Filter the lines below, copying only those with the string "positive".

Segment Start: SUPPLIED RECORDS

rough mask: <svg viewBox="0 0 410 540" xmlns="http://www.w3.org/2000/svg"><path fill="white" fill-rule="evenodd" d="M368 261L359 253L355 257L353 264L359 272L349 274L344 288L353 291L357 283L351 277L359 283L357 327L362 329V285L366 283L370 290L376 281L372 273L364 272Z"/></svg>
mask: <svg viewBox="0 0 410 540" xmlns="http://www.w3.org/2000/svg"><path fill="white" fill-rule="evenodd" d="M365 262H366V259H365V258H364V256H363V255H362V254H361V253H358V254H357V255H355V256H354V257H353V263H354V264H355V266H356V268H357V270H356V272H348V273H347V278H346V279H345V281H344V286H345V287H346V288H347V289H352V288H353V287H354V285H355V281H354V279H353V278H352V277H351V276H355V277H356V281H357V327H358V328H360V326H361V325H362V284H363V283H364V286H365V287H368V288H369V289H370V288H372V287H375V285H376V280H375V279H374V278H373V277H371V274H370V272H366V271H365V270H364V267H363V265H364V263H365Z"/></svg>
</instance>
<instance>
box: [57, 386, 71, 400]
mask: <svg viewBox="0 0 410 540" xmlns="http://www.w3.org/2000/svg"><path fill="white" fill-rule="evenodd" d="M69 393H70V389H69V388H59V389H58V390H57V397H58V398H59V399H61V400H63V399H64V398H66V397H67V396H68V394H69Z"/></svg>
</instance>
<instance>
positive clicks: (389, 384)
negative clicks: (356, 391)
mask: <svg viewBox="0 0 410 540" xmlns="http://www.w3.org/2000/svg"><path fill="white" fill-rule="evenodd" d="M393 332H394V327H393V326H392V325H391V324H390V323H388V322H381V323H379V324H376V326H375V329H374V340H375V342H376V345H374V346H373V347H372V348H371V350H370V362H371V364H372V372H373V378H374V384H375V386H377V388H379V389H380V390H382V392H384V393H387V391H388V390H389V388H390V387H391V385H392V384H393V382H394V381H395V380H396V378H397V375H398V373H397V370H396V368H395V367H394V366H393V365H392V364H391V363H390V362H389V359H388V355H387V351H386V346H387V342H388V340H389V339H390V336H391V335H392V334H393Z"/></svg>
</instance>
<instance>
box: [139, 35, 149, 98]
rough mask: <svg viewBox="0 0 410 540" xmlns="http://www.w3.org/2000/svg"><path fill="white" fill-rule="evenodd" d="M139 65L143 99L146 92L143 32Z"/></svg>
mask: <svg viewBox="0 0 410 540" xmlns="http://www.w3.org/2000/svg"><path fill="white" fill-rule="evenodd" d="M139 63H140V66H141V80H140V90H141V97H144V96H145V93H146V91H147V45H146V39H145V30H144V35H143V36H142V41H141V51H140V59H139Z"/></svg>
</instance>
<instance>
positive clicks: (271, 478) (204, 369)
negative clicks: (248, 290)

Segment End: SUPPLIED RECORDS

> **RESULT OF THE EXERCISE**:
positive clicks: (389, 384)
positive clicks: (271, 478) (204, 369)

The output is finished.